(Stored items)
┄┄┄┄┄┄

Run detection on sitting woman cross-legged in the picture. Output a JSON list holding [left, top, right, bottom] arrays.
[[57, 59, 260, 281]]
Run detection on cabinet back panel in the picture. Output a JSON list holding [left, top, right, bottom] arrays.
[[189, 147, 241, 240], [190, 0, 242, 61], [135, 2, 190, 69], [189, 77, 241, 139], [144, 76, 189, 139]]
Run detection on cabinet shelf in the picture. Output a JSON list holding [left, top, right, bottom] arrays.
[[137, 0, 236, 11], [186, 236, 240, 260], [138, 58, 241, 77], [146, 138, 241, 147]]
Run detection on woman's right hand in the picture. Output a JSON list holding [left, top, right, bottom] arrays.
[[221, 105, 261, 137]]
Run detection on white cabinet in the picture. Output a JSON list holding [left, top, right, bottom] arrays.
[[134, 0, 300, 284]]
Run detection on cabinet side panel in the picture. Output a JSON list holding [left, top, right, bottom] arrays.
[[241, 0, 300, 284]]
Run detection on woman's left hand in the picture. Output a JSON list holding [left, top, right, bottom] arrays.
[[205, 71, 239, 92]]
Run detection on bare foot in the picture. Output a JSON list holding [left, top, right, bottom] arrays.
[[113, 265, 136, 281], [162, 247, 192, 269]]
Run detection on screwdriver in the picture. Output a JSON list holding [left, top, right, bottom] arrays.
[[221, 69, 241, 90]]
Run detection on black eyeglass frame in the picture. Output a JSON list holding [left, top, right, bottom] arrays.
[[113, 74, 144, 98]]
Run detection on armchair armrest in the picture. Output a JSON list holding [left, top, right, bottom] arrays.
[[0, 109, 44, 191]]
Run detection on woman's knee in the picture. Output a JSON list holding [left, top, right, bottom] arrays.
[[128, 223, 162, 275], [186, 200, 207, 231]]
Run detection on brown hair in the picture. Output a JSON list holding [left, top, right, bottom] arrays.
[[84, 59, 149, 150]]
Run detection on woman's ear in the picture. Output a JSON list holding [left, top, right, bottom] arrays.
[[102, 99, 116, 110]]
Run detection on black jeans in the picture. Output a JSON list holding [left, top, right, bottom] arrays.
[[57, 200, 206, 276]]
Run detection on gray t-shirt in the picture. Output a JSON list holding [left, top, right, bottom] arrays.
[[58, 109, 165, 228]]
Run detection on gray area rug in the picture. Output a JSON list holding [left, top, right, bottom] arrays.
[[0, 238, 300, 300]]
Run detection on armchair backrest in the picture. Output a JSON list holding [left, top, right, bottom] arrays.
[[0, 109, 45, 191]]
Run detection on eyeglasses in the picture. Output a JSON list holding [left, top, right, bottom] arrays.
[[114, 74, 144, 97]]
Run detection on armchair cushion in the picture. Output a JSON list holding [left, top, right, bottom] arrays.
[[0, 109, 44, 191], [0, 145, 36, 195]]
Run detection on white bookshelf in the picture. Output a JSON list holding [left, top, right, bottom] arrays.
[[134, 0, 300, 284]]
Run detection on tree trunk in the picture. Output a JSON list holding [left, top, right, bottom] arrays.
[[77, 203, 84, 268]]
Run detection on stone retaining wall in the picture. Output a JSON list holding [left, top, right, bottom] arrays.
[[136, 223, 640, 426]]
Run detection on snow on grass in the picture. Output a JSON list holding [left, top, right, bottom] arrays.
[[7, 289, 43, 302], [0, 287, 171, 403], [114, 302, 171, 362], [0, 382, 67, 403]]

┄┄┄┄┄┄

Copy out verbatim the stretch from the start of the records through the line containing "76, 189, 139]]".

**Exercise result**
Run detection on sitting woman cross-legged in the picture. Output a JSON list holding [left, top, right, bottom] arrays.
[[57, 59, 260, 281]]
Run detection on cabinet back panel in the picture. Output a JSON list holding [left, top, right, bottom] arrays.
[[189, 147, 241, 240], [190, 0, 242, 61], [135, 2, 190, 69], [189, 77, 241, 139], [144, 76, 189, 139]]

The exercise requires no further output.